HOW TO COMPLETE THIS TASK: Nothing but the lines from the one with "point: knee -- drop" through the end of the data should be set down, each exactly as written, and no picture should be included.

▼▼▼

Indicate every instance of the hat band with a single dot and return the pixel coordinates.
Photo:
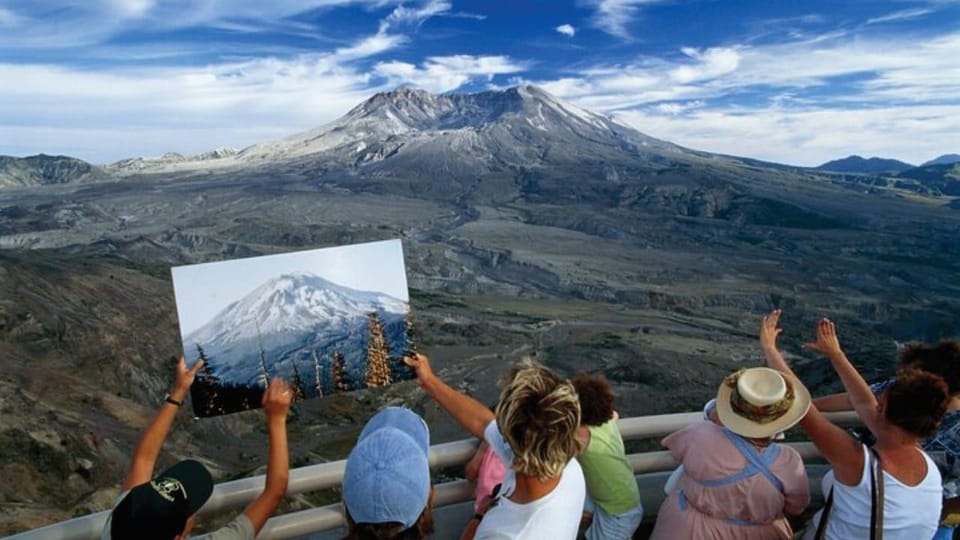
(755, 413)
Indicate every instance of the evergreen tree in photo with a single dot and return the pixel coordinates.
(378, 354)
(264, 375)
(317, 374)
(297, 383)
(340, 381)
(206, 393)
(409, 333)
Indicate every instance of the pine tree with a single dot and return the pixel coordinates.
(206, 372)
(378, 354)
(317, 374)
(339, 376)
(264, 376)
(297, 383)
(409, 334)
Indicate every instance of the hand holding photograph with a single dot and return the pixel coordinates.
(327, 320)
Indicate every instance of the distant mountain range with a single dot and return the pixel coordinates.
(298, 315)
(857, 164)
(42, 170)
(522, 132)
(876, 165)
(946, 159)
(942, 177)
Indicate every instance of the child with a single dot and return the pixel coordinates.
(612, 494)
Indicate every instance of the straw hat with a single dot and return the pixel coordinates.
(761, 402)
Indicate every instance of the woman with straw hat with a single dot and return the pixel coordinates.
(737, 483)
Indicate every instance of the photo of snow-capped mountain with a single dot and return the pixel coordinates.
(329, 320)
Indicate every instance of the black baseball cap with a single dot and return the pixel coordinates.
(160, 508)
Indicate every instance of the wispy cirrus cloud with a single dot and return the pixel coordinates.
(443, 73)
(615, 16)
(806, 101)
(901, 15)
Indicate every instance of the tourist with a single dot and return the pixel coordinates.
(906, 502)
(386, 484)
(164, 507)
(943, 447)
(534, 432)
(486, 471)
(613, 499)
(746, 485)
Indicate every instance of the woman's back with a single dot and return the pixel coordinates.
(721, 496)
(909, 512)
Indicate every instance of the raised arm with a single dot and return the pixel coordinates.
(472, 415)
(858, 391)
(145, 455)
(834, 402)
(276, 403)
(835, 444)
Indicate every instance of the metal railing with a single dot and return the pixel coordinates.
(238, 493)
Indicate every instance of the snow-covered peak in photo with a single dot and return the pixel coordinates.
(294, 303)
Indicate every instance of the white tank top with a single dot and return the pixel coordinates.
(909, 512)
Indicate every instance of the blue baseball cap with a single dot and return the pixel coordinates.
(387, 477)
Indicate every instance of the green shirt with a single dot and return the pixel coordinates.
(609, 476)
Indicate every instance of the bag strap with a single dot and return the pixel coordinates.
(824, 517)
(876, 496)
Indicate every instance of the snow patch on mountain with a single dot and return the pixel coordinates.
(289, 317)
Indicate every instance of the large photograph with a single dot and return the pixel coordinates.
(327, 320)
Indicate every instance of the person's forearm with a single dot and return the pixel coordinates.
(472, 415)
(834, 402)
(278, 465)
(858, 391)
(151, 442)
(775, 360)
(471, 530)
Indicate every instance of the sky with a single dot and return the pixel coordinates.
(203, 290)
(790, 81)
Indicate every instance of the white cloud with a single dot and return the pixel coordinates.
(900, 15)
(711, 63)
(94, 22)
(444, 73)
(10, 19)
(613, 16)
(404, 15)
(806, 137)
(566, 30)
(802, 102)
(131, 8)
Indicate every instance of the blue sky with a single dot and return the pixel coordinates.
(798, 82)
(203, 290)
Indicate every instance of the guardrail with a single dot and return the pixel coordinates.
(238, 493)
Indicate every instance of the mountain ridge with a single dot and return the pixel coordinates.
(858, 164)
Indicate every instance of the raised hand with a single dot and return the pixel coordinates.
(421, 366)
(769, 330)
(277, 398)
(186, 376)
(827, 343)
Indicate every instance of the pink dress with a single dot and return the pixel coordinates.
(490, 474)
(729, 489)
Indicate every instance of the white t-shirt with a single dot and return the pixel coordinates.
(909, 512)
(556, 515)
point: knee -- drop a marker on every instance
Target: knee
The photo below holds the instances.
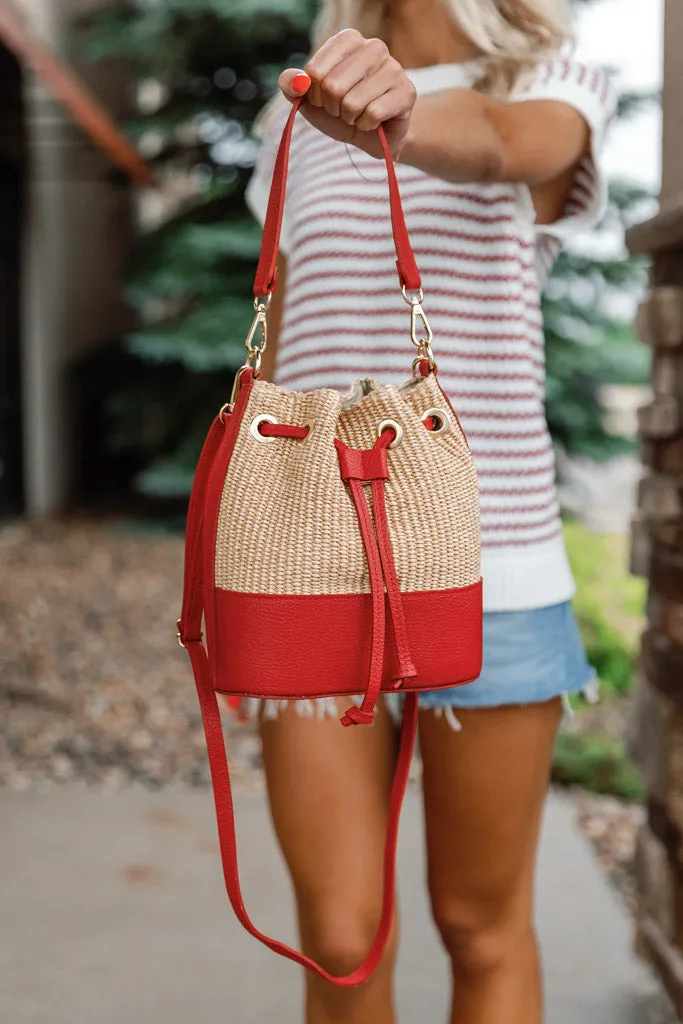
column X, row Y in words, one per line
column 480, row 943
column 341, row 941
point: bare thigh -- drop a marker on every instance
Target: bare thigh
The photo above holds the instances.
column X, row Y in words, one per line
column 329, row 790
column 484, row 790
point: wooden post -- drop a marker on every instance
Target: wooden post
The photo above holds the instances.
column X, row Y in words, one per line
column 657, row 552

▲▲▲

SOLUTION TO THE EXERCISE:
point: knee -- drop a marker on every instance
Target: knee
The photo below holds the instances.
column X, row Y in words, one per line
column 480, row 943
column 341, row 941
point: bare thigh -- drop a marker on every instance
Target: bare thigh
The photo above holds the instances.
column X, row Y in words, one per line
column 329, row 790
column 484, row 790
point: wooden post -- drop a marker on every instance
Target: wooden post
The photo above holds the instances.
column X, row Y in words, one per line
column 657, row 552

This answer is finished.